### FRAGMENTO FUENTE

+++++

Este texto, escrito en 1974, reanuda el análisis del proceso revolucionario expuesto en 1973 en « Les classes ». Fundado en el ciclo de la metamorfosis del valor, el capital mina su propia base, el valor. Su límite, por tanto, no es externo o cuantitativo —insuficiencia de los mercados o agotamiento de los recursos terrestres— sino interno y cualitativo: es la acumulación misma. En virtud de la necesidad del propio movimiento de la acumulación, el capital acaba presentándose como el creador del valor y, por tanto, como eternamente reproducible. Todo iría sobre ruedas si pudiera emanciparse de la ley del valor, pero en realidad sólo puede distorsionar su funcionamiento. En resumen: «Al desarrollarse y presentarse como la única fuente de ganancia, el capital no hace sino disminuir el mismo plusvalor en el que, cíclicamente, está obligada a resumirse la ganancia».

 Así pues, y dado que la valorización es al mismo tiempo desvalorización —cfr. Marx y Keynesla necesidad histórica del capital es la abolición del valor. Ahora bien, por muy lejos que pueda llegar efectivamente en este sentido, no puede dar el paso decisivo que lo conduciría más allá, porque «en última instancia» no es otra cosa que esta contradicción en proceso. Así pues, es el proletariado quien va a realizar su utopía, pero puesto que la abolición del valor está inscrita en el curso histórico del capital, este es el contenido mismo de la revolución, no un objetivo final. «Al acelerar su emancipación del valor, el capital corroe las bases de su comunidad, ya que el hombre se convierte en una mercancía inútil.»

En esta confusión entre especie humana y proletariado, la positividad o exterioridad de la clase revolucionaria con respecto a la sociedad que va a revolucionar se mantiene. La imposibilidad de una valorización eterna del capital no está concebida como una contradicción entre clases, sino que se convierte en una propiedad del proletariado, el cual se convierte de golpe en sujeto-objeto de la revolución. A partir de aquí, se puede plantear la abolición del valor como condición de existencia del proletariado, y la identidad entre esencia y forma de la confrontación revolucionaria como abolición del valor. Y este es el tercer momento de la demostración: la desvalorización une revolución y contrarrevolución en un mismo movimiento.

Si se considera en conjunto el ciclo histórico que estaba a punto de concluir, desde el final de la Primera Guerra Mundial hasta después de 1968, podría decirse que la acumulación se intensificó, que mediante la reanudación fallida de los años 20 y 30 y la espantosa reestructuración de la Segunda Guerra Mundial la contradicción valoración/desvalorización se mantuvo dentro de límites no explosivos. (Esto en las áreas desarrolladas del capital, y sobre todo en Occidente; en el Tercer Mundo, la relación capitalista tomó la forma de un «acoplamiento-destrucción» de vastas regiones, y acarreó numerosas y violentas explosiones sociales.). Sin embargo, esta valorización encontró su límite en la existencia de los hombres-mercancía, los proletarios. Y así regresó la crisis: las ganancias reaparecieron como plusvalor y el plusvalor como plustrabajo, cuyo crecimiento suprimió precisamente una parte importante del trabajo necesario.

+++++

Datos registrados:
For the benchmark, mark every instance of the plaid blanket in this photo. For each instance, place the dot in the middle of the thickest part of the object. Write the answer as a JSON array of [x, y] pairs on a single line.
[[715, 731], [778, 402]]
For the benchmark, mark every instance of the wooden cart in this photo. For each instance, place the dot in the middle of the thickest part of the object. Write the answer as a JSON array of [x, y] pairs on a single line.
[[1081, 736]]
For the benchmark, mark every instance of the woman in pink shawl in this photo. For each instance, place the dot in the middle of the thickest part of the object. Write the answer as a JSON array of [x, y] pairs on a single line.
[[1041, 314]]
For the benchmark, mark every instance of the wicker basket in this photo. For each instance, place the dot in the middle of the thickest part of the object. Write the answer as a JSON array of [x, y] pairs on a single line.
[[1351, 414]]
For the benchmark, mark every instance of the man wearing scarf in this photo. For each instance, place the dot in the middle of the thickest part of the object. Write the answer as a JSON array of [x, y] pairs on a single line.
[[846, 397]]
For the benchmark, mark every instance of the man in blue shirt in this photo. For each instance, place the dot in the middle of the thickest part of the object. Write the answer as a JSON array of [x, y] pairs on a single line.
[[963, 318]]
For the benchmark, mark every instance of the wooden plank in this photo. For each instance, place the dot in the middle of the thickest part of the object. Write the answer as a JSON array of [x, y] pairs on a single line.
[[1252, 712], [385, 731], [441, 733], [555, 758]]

+++++

### TAREAS PROPUESTAS
1: Traduzca al inglés la siguiente oración del fragmento sobre el capital y el valor: «Sin embargo, esta valorización encontró su límite en la existencia de los hombres-mercancía, los proletarios.»
2: Prolongue el fragmento sobre el capital y el valor a partir de su última oración.

### RESPUESTAS
1: However, this valorization found its limit in the existence of the commodity-men, the proletarians.

2:
Si se considera la conclusión del ciclo, no se produjo una desvalorización controlada, sino la mera organización de la desvalorización, de los gobiernos a las comunidades hippies. O sea, la desvalorización se pospuso para más adelante. Ahora bien, la revolución, a diferencia de la contrarrevolcuión, plantea la desvalorización como abolición del valor. Obrando en modo todo o nada, excluye cualquier control parcial y provisional de áreas o sectores «liberados». En las áreas o sectores excluidos de la valorización intensiva, desde los barrios de chabolas del Tercer Mundo hasta los guetos estadounidenses y norirlandeses, la contrarrevolución ni siquiera es capaz de organizar la desvalorización; simplemente permite que acontezca de forma brutal. La única salida para los proletarios es la revuelta y la muerte. Pero el significado universal de esta peculiar imposibilidad del reformismo es la imposibilidad de una reestructuración del capital dentro de su crisis actual.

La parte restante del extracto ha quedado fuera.